━━ Records provided ━━

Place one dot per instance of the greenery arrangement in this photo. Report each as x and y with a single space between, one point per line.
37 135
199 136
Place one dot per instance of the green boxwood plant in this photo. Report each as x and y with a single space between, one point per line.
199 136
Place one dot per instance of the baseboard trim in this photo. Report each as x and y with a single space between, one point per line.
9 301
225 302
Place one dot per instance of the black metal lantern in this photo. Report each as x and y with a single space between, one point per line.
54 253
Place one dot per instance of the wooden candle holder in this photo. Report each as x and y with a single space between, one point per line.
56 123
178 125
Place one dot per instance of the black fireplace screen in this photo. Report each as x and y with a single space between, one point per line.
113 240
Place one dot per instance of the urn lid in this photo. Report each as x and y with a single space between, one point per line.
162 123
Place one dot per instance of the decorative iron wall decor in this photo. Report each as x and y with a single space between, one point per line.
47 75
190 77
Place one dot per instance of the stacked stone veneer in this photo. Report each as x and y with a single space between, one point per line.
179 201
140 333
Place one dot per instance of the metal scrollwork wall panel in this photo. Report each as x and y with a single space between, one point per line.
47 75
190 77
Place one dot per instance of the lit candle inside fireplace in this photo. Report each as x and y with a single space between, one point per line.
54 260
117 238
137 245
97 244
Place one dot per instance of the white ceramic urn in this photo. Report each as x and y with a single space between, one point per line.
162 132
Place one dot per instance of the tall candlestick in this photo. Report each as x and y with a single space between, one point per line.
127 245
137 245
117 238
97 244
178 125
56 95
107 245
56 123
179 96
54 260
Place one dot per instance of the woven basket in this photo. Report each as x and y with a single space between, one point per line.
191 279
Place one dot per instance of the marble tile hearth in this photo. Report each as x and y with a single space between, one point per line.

━━━

Extract every line of the records above, reproducing each one without any change.

Task answer –
Place one dot per instance of the greenery arrangement in this photo. Report each as x and y with a single space between, one point per line.
37 135
199 136
Place one dot per instance of the green boxwood plant in this photo. Report each as x and y with a single space between, one point per line.
199 136
Place one dot per instance of the baseboard trim in this photo. Report each as x and y with a single space between, one point per line.
9 301
225 302
Place one dot per instance of the black metal lantern in this photo. Report each as x and y with a single space between, one point per line.
54 253
Place one dot per instance of the wooden candle holder in this photo. Report each as x and y with a single space between, one point per line.
56 123
178 125
Place one dot per instance of the black fireplace screen in this photo. Report each as x and y with a single space between, one point per line.
113 240
Place one dot per instance of the urn lid in this photo. Report each as x and y with a single space between, one point per line.
162 123
Place one dot per instance of the decorative iron wall decor in this photo. Report each as x and y with a single space between, one point per line.
47 75
190 77
Place one dot per instance of the stacked stone veneer in this photo. Report each as x and y with a single space between, one point per line.
179 201
140 333
Place one dot per instance of the metal scrollwork wall panel in this photo. Report each as x and y with a single space between, one point per line.
47 75
190 77
Place one dot per instance of the lit candle inside fireplace in this photo. Report each as x and y with a single space between, one point per line.
54 260
117 238
137 245
97 244
Place one dot per instance of the white ceramic urn in this photo. Report each as x and y with a single space between, one point per line.
162 132
Place one dot per instance of the tall candlestick in this photo. Report each as x and y with a single space between, one point per line.
127 245
137 245
117 238
97 244
178 125
56 95
107 245
56 123
179 96
54 260
Place one dot per instance of the woven basket in this photo. Report each as x and y with a single space between, one point per line.
191 279
Place one dot per instance of the marble tile hearth in this photo. Report each as x and y with a single space between, one point per line.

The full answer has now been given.